Dataset entries:

--------------------

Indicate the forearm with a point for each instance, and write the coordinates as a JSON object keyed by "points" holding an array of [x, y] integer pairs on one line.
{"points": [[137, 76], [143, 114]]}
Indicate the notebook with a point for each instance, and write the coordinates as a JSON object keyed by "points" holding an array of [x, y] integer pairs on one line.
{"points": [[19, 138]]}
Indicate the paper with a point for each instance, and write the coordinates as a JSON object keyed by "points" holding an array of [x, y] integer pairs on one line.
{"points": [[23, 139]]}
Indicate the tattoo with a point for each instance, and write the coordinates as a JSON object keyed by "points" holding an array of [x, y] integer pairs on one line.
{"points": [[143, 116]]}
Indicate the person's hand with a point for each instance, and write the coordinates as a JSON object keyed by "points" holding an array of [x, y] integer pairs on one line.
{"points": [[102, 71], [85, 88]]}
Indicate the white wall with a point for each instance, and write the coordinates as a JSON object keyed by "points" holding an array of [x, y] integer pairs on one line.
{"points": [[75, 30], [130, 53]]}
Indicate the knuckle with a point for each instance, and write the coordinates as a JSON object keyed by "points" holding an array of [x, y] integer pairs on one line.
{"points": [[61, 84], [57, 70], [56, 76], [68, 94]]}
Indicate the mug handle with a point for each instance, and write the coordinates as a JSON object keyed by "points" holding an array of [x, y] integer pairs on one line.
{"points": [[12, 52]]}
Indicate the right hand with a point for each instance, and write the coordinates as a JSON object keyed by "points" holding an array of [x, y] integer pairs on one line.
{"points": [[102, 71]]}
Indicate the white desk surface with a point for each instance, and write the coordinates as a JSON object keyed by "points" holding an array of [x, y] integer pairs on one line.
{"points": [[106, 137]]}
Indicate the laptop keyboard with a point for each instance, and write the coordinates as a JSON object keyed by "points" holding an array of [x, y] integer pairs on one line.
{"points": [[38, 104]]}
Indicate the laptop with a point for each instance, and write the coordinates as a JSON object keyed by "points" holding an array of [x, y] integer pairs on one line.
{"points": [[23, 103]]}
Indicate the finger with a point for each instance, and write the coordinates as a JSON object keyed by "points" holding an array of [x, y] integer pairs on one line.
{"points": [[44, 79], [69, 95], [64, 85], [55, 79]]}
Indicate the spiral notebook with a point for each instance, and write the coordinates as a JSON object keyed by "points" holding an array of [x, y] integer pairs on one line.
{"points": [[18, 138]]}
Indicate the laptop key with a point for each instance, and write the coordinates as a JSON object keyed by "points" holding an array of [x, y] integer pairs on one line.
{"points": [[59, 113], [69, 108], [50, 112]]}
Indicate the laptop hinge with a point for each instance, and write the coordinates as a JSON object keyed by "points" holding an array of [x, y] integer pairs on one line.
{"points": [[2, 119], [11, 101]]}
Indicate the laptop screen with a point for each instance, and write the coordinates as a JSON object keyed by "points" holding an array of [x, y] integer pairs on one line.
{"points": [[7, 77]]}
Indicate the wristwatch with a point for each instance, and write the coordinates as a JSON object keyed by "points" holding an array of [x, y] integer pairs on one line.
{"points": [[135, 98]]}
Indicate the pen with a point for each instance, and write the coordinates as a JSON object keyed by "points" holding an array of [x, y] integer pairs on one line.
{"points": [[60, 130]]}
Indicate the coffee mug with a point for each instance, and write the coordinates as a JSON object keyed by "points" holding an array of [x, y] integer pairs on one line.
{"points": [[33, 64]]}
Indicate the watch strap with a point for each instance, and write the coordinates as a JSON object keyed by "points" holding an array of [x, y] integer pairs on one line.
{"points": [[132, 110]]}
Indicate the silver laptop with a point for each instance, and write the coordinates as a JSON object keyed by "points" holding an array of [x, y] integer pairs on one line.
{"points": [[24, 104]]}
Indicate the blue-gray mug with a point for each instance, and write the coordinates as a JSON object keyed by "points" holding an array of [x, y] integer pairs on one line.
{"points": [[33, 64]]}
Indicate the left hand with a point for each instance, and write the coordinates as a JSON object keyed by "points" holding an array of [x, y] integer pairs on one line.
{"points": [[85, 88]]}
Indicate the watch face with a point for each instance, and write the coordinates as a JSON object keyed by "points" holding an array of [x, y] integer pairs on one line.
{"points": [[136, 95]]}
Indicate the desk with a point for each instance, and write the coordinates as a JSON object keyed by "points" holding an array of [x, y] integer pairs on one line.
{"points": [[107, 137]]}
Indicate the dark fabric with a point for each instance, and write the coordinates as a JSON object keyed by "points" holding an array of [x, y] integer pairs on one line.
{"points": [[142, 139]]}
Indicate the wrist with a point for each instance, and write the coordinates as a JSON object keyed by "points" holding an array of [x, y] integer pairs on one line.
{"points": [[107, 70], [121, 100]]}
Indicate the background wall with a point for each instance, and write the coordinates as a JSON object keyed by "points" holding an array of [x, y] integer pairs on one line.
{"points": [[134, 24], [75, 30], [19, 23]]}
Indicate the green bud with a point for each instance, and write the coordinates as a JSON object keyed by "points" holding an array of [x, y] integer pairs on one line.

--------------------

REQUIRED WORK
Print the entire set of records again, exactly.

RESPONSE FOR THIS EXERCISE
Indicate the forearm with a point for each instance, and write the coordinates as a JSON object keyed by "points" holding an array of [x, y] integer pairs on one line.
{"points": [[137, 76], [143, 114]]}
Indicate the notebook with a point for each instance, and write the coordinates as a JSON object keyed by "points" holding an array of [x, y] integer pairs on one line.
{"points": [[19, 138]]}
Indicate the paper with a point for each instance, and write the coordinates as a JSON object keyed by "points" holding an array of [x, y] integer pairs on one line.
{"points": [[23, 139]]}
Indicate the tattoo with a point for each instance, and write the coordinates as a JSON object keyed by "points" holding an array of [x, y] integer pairs on one line.
{"points": [[143, 116]]}
Indicate the person's hand with a point for each instance, and write the coordinates as a JSON object keyed by "points" holding an array of [x, y] integer pairs on one line.
{"points": [[102, 71], [85, 88]]}
Indicate the white wall with a point for each instance, and write the coordinates as a JSON object keyed by "points" holding an array of [x, y] integer pairs on one line.
{"points": [[75, 30], [130, 53]]}
Indicate the knuckle with a point for each instance, and write the coordinates as a JSON object keyed by "points" holding an array of [x, y] integer pairs on one line.
{"points": [[61, 84], [57, 70], [56, 76], [68, 94]]}
Indicate the mug handle with a point for each instance, and write the coordinates as a JSON object keyed by "points" holding an array of [x, y] integer pairs on one line.
{"points": [[12, 52]]}
Indicate the right hand with a point for each instance, and write the coordinates as a JSON object keyed by "points" holding an array of [x, y] integer pairs on one line.
{"points": [[102, 71]]}
Indicate the white desk surface with a point for each instance, and write the coordinates as a JSON object keyed by "points" holding an array of [x, y] integer pairs on one line.
{"points": [[106, 137]]}
Indicate the laptop keyboard with a point for each instance, and write the coordinates as a JSON object keyed by "points" holding an array of [x, y] integer pairs on one line.
{"points": [[38, 104]]}
Indicate the laptop with a point for each instance, and write the coordinates as a JSON object keyed by "points" holding an array of [x, y] integer pairs on one line.
{"points": [[23, 103]]}
Indicate the finger with a point for each instance, and write the coordinates as a JSON object keyed by "points" holding an array of [x, y] integer pairs on one line.
{"points": [[44, 79], [69, 95], [64, 85], [55, 79]]}
Indicate the spiral notebook with a point for each instance, and write the coordinates as a JSON object keyed by "points" holding an array of [x, y] integer pairs on one line.
{"points": [[18, 138]]}
Indicate the laptop key with a point for each instance, and write the coordinates as a JSON object keyed by "points" holding an array of [x, y] integer pairs on one line.
{"points": [[59, 113], [69, 108], [50, 112]]}
Indicate the laptop hinge with a point for each instance, and write the coordinates as a JSON object keyed by "points" holding an array of [x, y] integer pairs on one line.
{"points": [[2, 119], [11, 101]]}
Indicate the laptop screen with a point for each instance, and write the coordinates as a JSON object keyed by "points" holding an array of [x, y] integer pairs on one line.
{"points": [[7, 77]]}
Indicate the wristwatch with a point for each instance, and write the coordinates as a JSON object keyed by "points" holding an array of [x, y] integer pairs on one line.
{"points": [[135, 98]]}
Indicate the pen with a point for each instance, and write the coordinates as a JSON object keyed by "points" holding an array of [x, y] integer pairs on one line.
{"points": [[60, 130]]}
Indicate the coffee mug with a point for each instance, and write the coordinates as a JSON object keyed by "points" holding an array of [x, y] integer pairs on one line.
{"points": [[33, 64]]}
Indicate the watch strap with a point for each instance, and write the coordinates as a JSON object keyed by "points" holding an array of [x, y] integer pairs on one line.
{"points": [[132, 110]]}
Indicate the silver laptop with a point for each instance, and write the coordinates as a JSON object keyed by "points" holding an array of [x, y] integer pairs on one line.
{"points": [[24, 104]]}
Indicate the blue-gray mug with a point for each instance, and write the coordinates as a JSON object keyed by "points" holding an array of [x, y] integer pairs on one line.
{"points": [[33, 64]]}
Indicate the left hand with a point for each instance, and write the coordinates as a JSON object keyed by "points" holding an array of [x, y] integer pairs on one line.
{"points": [[85, 88]]}
Indicate the watch face with a point for each instance, and write the coordinates as a JSON object keyed by "points" holding an array of [x, y] integer pairs on one line.
{"points": [[136, 95]]}
Indicate the desk with a point for each instance, and write the coordinates as a JSON object keyed by "points" holding an array of [x, y] integer pairs on one line.
{"points": [[107, 137]]}
Indicate the dark fabric with a point for each instance, and write the coordinates as a JSON object keyed by "points" holding an array of [x, y] integer pairs on one line.
{"points": [[142, 139]]}
Indicate the wrist with a point for each instance, and write the coordinates as a JSON object keyed by "points" holding an array of [x, y] integer pairs on one line.
{"points": [[107, 70], [121, 100]]}
Indicate the background wall with a point for each instance, and write the coordinates as a JSON object keyed by "points" holding an array of [x, y] integer pairs on one line.
{"points": [[134, 24], [75, 30], [19, 23]]}
Indicate the green bud with a point for each instance, and write the coordinates as a JSON object keyed by "points" holding an array of [x, y] integer pairs on one line.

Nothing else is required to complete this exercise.